_REQUIRED WORK_: Arrange every line of the records below as a numbered list, leaving out any blank lines. Do not include the pictures in your answer.

_RECORDS_:
++++++++++
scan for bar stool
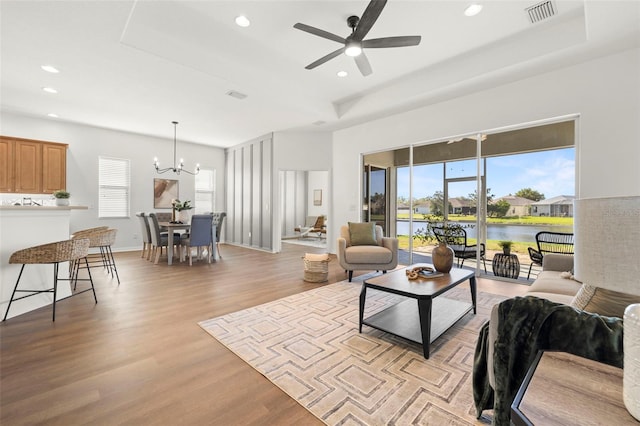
[2,238,98,321]
[72,227,120,288]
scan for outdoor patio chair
[431,225,487,273]
[527,231,573,279]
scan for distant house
[493,195,534,217]
[531,195,576,217]
[397,203,411,215]
[413,203,431,214]
[449,197,476,215]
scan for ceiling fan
[293,0,421,76]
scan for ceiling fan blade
[305,47,345,70]
[354,52,373,77]
[362,36,422,48]
[353,0,387,41]
[293,22,347,44]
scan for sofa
[480,254,640,426]
[487,254,582,386]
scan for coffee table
[359,263,476,359]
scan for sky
[398,148,575,199]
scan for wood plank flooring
[0,244,527,425]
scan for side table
[491,253,520,279]
[511,351,640,426]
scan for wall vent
[227,90,247,99]
[525,0,557,24]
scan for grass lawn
[397,213,573,226]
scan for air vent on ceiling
[227,90,247,99]
[525,0,556,24]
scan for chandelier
[153,121,200,175]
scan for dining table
[158,222,191,265]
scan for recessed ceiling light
[464,3,482,16]
[236,15,251,27]
[40,65,60,74]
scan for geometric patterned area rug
[199,276,505,425]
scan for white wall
[273,131,333,252]
[0,112,225,250]
[328,49,640,252]
[307,171,329,216]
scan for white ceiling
[0,0,640,147]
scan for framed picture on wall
[153,178,179,209]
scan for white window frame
[98,156,131,219]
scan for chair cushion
[349,222,378,246]
[571,284,640,318]
[527,271,582,298]
[344,246,393,264]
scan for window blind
[98,157,131,218]
[194,169,216,214]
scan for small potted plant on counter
[52,189,71,206]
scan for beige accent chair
[338,225,398,282]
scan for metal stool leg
[2,264,26,321]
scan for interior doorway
[279,170,330,248]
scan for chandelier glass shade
[153,121,200,175]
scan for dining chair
[211,212,227,259]
[147,213,180,265]
[180,214,213,266]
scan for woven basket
[302,253,331,283]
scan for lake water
[396,221,573,243]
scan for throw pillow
[571,284,640,318]
[349,222,378,246]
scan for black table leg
[469,275,477,315]
[418,297,431,359]
[358,283,367,333]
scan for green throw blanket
[473,296,623,426]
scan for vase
[178,210,191,223]
[622,303,640,420]
[431,242,454,274]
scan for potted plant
[171,199,193,223]
[498,241,513,256]
[52,189,71,206]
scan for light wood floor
[0,244,526,425]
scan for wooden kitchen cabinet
[0,136,67,194]
[42,143,67,194]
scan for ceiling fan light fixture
[40,65,60,74]
[464,3,482,16]
[344,40,362,57]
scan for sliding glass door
[362,119,576,277]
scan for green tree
[469,188,495,211]
[516,188,544,201]
[487,200,511,217]
[430,191,444,216]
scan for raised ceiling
[0,0,640,147]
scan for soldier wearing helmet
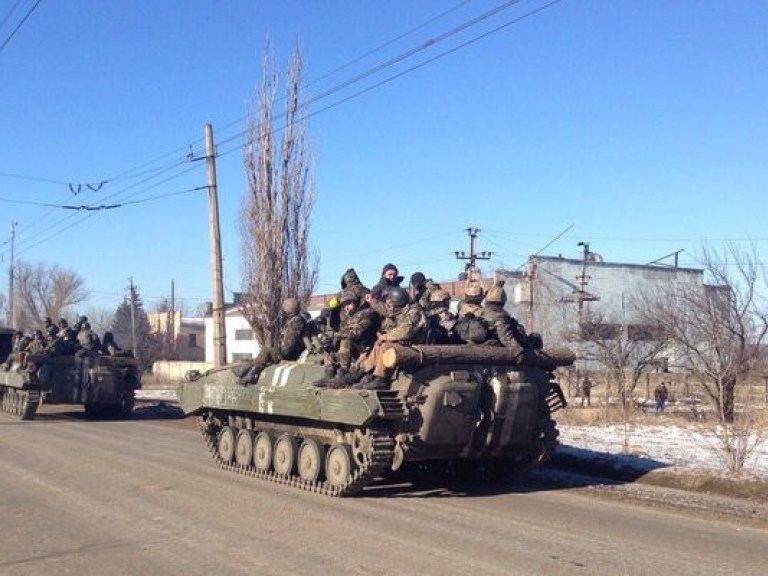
[278,298,313,360]
[339,268,371,304]
[457,281,485,319]
[371,263,403,300]
[360,286,427,390]
[425,288,457,344]
[480,280,532,352]
[338,290,379,373]
[233,298,314,385]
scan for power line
[3,0,560,258]
[0,0,43,53]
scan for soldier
[338,291,379,373]
[235,298,313,385]
[100,332,122,356]
[77,316,101,352]
[371,263,403,302]
[353,286,427,390]
[457,282,485,320]
[341,268,371,305]
[45,323,67,356]
[425,288,458,344]
[3,330,32,372]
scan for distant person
[653,382,669,414]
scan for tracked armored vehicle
[0,330,140,420]
[179,345,573,496]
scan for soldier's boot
[361,376,389,390]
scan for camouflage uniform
[339,268,371,306]
[425,288,457,344]
[338,294,379,371]
[457,282,484,320]
[233,298,313,385]
[361,287,427,390]
[480,282,532,353]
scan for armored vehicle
[0,329,140,420]
[179,345,574,496]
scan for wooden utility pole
[205,124,227,368]
[130,276,139,358]
[454,228,491,282]
[8,221,17,328]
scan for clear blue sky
[0,0,768,316]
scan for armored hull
[179,346,572,496]
[0,330,140,420]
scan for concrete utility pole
[454,228,492,282]
[8,220,18,328]
[205,124,227,368]
[128,276,139,358]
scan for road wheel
[253,432,272,472]
[216,426,235,462]
[274,434,296,476]
[325,444,353,486]
[235,430,256,468]
[299,438,325,482]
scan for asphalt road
[0,407,768,576]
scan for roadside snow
[558,423,768,476]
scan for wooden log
[382,344,575,370]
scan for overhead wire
[3,0,560,260]
[0,0,43,54]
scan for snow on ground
[558,423,768,476]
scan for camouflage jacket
[278,314,311,360]
[381,304,427,344]
[480,304,529,350]
[457,300,483,318]
[339,308,379,349]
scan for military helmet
[485,282,507,306]
[339,290,360,306]
[429,288,451,304]
[281,298,301,316]
[386,286,410,308]
[464,282,484,298]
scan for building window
[580,322,621,342]
[627,324,664,341]
[235,328,253,342]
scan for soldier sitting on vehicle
[3,330,32,372]
[45,324,67,356]
[235,298,314,385]
[353,286,427,390]
[99,332,122,356]
[314,290,379,388]
[456,281,485,320]
[425,288,458,344]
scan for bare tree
[646,246,768,422]
[570,309,669,407]
[240,45,317,346]
[14,262,88,330]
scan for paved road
[0,407,768,576]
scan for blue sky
[0,0,768,310]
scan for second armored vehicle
[179,345,573,496]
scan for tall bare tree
[645,246,768,422]
[240,44,318,346]
[14,262,88,330]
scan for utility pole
[8,220,18,328]
[129,276,139,358]
[205,124,227,368]
[454,228,492,282]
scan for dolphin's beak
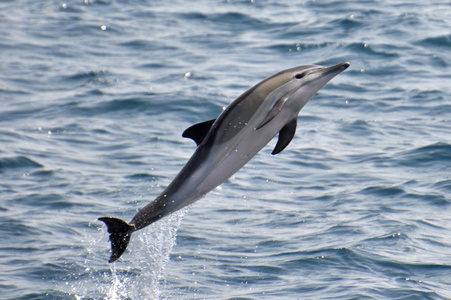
++++++++++
_FINAL ANSWER_:
1. scan for bar stool
2. [2,238,98,321]
3. [72,227,120,288]
4. scan for outdoor patio chair
5. [431,225,487,273]
6. [527,231,573,279]
7. scan for distant house
8. [493,195,534,217]
9. [531,195,576,217]
10. [397,203,411,215]
11. [413,203,431,214]
12. [449,197,476,215]
13. scan for ceiling fan
14. [293,0,421,76]
15. scan for ceiling fan blade
16. [305,47,345,70]
17. [354,52,373,77]
18. [362,36,422,48]
19. [353,0,387,41]
20. [293,22,347,44]
21. scan for sofa
22. [480,254,640,426]
23. [487,254,582,386]
24. scan for coffee table
25. [359,263,476,359]
26. scan for sky
27. [398,148,575,199]
28. scan for wood plank flooring
29. [0,244,527,425]
30. scan for side table
31. [491,253,520,279]
32. [511,351,640,426]
33. scan for wall vent
34. [227,90,247,99]
35. [525,0,557,24]
36. scan for grass lawn
37. [397,213,573,226]
38. scan for air vent on ceiling
39. [227,90,247,99]
40. [525,0,556,24]
41. scan for chandelier
42. [153,121,200,175]
43. scan for dining table
44. [158,222,191,265]
45. scan for recessed ceiling light
46. [464,3,482,16]
47. [236,15,251,27]
48. [40,65,60,74]
49. scan for geometric patterned area rug
50. [199,276,505,425]
51. scan for white wall
52. [273,131,333,252]
53. [0,112,225,250]
54. [328,49,640,252]
55. [307,171,329,216]
56. scan for white ceiling
57. [0,0,640,147]
58. scan for framed picture on wall
59. [153,178,179,209]
60. scan for white window frame
61. [98,156,131,219]
62. scan for chair cushion
63. [349,222,378,246]
64. [571,284,640,318]
65. [527,271,582,298]
66. [344,246,393,264]
67. scan for window blind
68. [98,157,131,218]
69. [194,169,216,214]
70. scan for small potted plant on counter
71. [52,189,71,206]
72. scan for beige accent chair
73. [338,225,398,282]
74. scan for metal stool leg
75. [2,264,26,321]
76. scan for interior doorway
77. [279,170,330,248]
78. scan for chandelier glass shade
79. [153,121,200,175]
80. scan for dining chair
81. [211,212,227,259]
82. [147,213,180,265]
83. [180,214,213,266]
84. scan for woven basket
85. [302,253,331,283]
86. scan for lake water
87. [396,221,573,243]
88. scan for throw pillow
89. [571,284,640,318]
90. [349,222,378,246]
91. scan for black table leg
92. [469,275,477,315]
93. [418,297,431,359]
94. [358,283,367,333]
95. scan for green throw blanket
96. [473,296,623,426]
97. scan for vase
98. [178,210,191,223]
99. [622,303,640,420]
100. [431,242,454,274]
101. scan for potted plant
102. [171,199,193,223]
103. [498,241,513,256]
104. [52,189,71,206]
105. scan for light wood floor
106. [0,244,526,425]
107. scan for wooden kitchen cabinet
108. [0,136,67,194]
109. [42,143,67,194]
110. scan for ceiling fan light fixture
111. [40,65,60,74]
112. [464,3,482,16]
113. [344,40,362,57]
114. scan for sliding glass door
115. [362,119,576,277]
116. scan for green tree
117. [469,188,495,211]
118. [516,188,544,201]
119. [487,200,511,217]
120. [430,191,444,216]
121. scan for raised ceiling
122. [0,0,640,147]
123. scan for soldier wearing helmet
124. [278,298,313,360]
125. [339,268,371,304]
126. [457,281,485,319]
127. [371,263,403,300]
128. [360,286,427,390]
129. [425,288,457,344]
130. [480,280,532,352]
131. [338,290,379,373]
132. [233,298,314,385]
133. scan for power line
134. [3,0,560,258]
135. [0,0,43,53]
136. scan for soldier
137. [338,291,379,373]
138. [235,298,313,385]
139. [100,332,122,356]
140. [77,316,101,352]
141. [371,263,403,302]
142. [353,286,427,390]
143. [457,282,485,320]
144. [341,268,371,305]
145. [45,323,67,356]
146. [425,288,458,344]
147. [3,330,32,372]
148. scan for distant person
149. [653,382,669,414]
150. scan for tracked armored vehicle
151. [0,330,140,420]
152. [179,345,573,496]
153. scan for soldier's boot
154. [361,376,389,390]
155. scan for camouflage uniform
156. [339,268,371,306]
157. [425,288,457,344]
158. [338,294,379,371]
159. [457,282,484,320]
160. [233,298,313,385]
161. [361,287,427,390]
162. [480,282,532,353]
163. scan for armored vehicle
164. [0,329,140,420]
165. [179,345,574,496]
166. scan for wooden utility pole
167. [205,124,227,368]
168. [130,276,139,358]
169. [454,228,491,282]
170. [8,221,17,328]
171. scan for clear blue sky
172. [0,0,768,316]
173. scan for armored hull
174. [179,346,572,496]
175. [0,330,140,420]
176. scan for concrete utility pole
177. [454,228,492,282]
178. [8,220,18,328]
179. [205,124,227,368]
180. [128,276,139,358]
181. scan for road wheel
182. [253,432,272,472]
183. [216,426,235,462]
184. [274,434,296,476]
185. [325,444,353,486]
186. [235,430,256,468]
187. [299,438,325,482]
188. scan for asphalt road
189. [0,407,768,576]
190. scan for roadside snow
191. [558,423,768,476]
192. scan for wooden log
193. [382,344,575,370]
194. scan for overhead wire
195. [3,0,560,260]
196. [0,0,43,54]
197. scan for snow on ground
198. [558,423,768,476]
199. scan for camouflage jacket
200. [278,314,311,360]
201. [381,304,427,344]
202. [480,304,529,350]
203. [457,300,483,318]
204. [339,308,379,349]
205. scan for military helmet
206. [485,282,507,306]
207. [339,290,360,306]
208. [429,288,451,304]
209. [281,298,301,316]
210. [386,286,410,308]
211. [464,282,484,298]
212. scan for building window
213. [580,322,621,342]
214. [627,324,664,341]
215. [235,328,253,342]
216. scan for soldier sitting on vehicle
217. [3,330,32,372]
218. [45,324,67,356]
219. [235,298,314,385]
220. [353,286,427,390]
221. [99,332,122,356]
222. [314,290,379,388]
223. [456,281,485,320]
224. [425,288,458,344]
225. scan for bare tree
226. [646,246,768,422]
227. [570,309,669,407]
228. [240,45,317,346]
229. [14,262,88,330]
230. scan for paved road
231. [0,407,768,576]
232. scan for blue sky
233. [0,0,768,310]
234. scan for second armored vehicle
235. [179,345,573,496]
236. scan for tall bare tree
237. [645,246,768,422]
238. [240,44,318,346]
239. [14,262,88,330]
240. scan for utility pole
241. [8,220,18,328]
242. [129,276,139,358]
243. [205,124,227,368]
244. [454,228,492,282]
245. scan for dolphin's beak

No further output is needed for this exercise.